Eventually we see the real Hulot, exiting a bus and, ironically, getting his umbrella caught on Mr. Smith's one. The fact that Smith is donning the famous attire Hulot is famous for and Hulot himself wearing a different jacket, it's Tati's way of telling his audiences early that this really isn't another Hulot film, he's there, sure, but the main star of the film is people themselves.

The first sequence of the film begins when Hulot visits a lavish building for a meeting. Upon his arrival there he meets an elderly security guard, who has to work a large machine in order to inform the higher ups that Hulot is arrived. As we see the man struggle to work the machine, Tati makes us aware that some people can get left behind when it comes to such technology, as the man proclaims "Who understands all this electronic stuff? All these buttons". Comedic hijinks of the highest order ensue as Hulot and the man he is there for a meeting with get there wires crossed, so to speak, which sees Hulot running over the building, which resembles a maze, trying to find the man, in a wonderfully orchestrated sequence.

The misunderstanding leads to Hulot accidentally stumbling into a Trade Exhibition. This allows Tati to continue making commentaries about the ever evolving modern world, like the woman who is selling trash cans in the shape of the ancient Greek pillars, titled "Thro.out Greek Style" (which can also be seen in the restaurant later in the film), this is a striking message that we are pushing aside these iconic feats of humanity for modern architecture. There are also some striking pieces of imagery throughout the film in which the famous Paris landmarks can only be seen in the reflection of revolving doors, i.e The Eiffel Tower, Arc de Triomphe & Sacrè-Coeur.

Next, Hulot meets an old Army buddy who invites him into his brand new Ultra modern apartment building. This is another comment of modernism and how he can take away our uniqueness and personality. The scene, which is shots solely from street view, and shows identical apartments, with no real sense of privacy or personality, lined up against one another. Watching the exact same TV program.

───

» SET OF TASKS
1. Condense the paragraph of the film review that begins "The misunderstanding leads to Hulot" into a shorter version that keeps its main facts.
2. Write the next paragraph of the film review, picking up after its final sentence.

» Data drawn from a collection
───

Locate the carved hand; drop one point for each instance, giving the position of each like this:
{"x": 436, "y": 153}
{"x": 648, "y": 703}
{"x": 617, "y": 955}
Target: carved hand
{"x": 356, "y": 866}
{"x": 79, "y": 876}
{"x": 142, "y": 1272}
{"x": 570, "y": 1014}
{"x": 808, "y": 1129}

───

» OUTPUTS FOR THE TASKS
1. Hulot's mix-up leads him by accident into a Trade Exhibition, where Tati keeps commenting on the changing modern world. A woman sells trash cans shaped like ancient Greek pillars, titled "Thro.out Greek Style," which also appear later in the restaurant. They suggest that we are pushing aside iconic human achievements in favor of modern architecture. Elsewhere in the film, famous Paris landmarks such as the Eiffel Tower, Arc de Triomphe and Sacrè-Coeur are seen only as reflections in revolving doors.

2.
Finally, we come to one of the best sequences in the history, The Royal Garden scene. This takes place in a restaurant that is having its grand opening while it is still in construction, cutting corners in order in order to get the place in time, even after the customers have arrived. These leads to plenty of hilarious moments with the environment, quite literally, crumbling around them and the employees trying to do their best to cover it. It's also a fun twist that the customers seems to become more and more comfortable as things start to go haywire, as opposed to when it was a stuck-up pompous environment.

'Playtime' is a film that you should see once in order to prepare yourself for it. I watched it twice this week and while I absolutely loved it on my first viewing, it was a completely different experience the second time around, and I mean that in the best possible way. The film is so layered, you could watch it 10 times while looking at a different part of the screen and get 10 different cinematic experiences. Jacques Tati is one of the greatest and most inventive minds in the history of Cinema and just Art in general, and 'Playtime' is truly his magnum opus, his masterpiece. Tati truly makes things differently.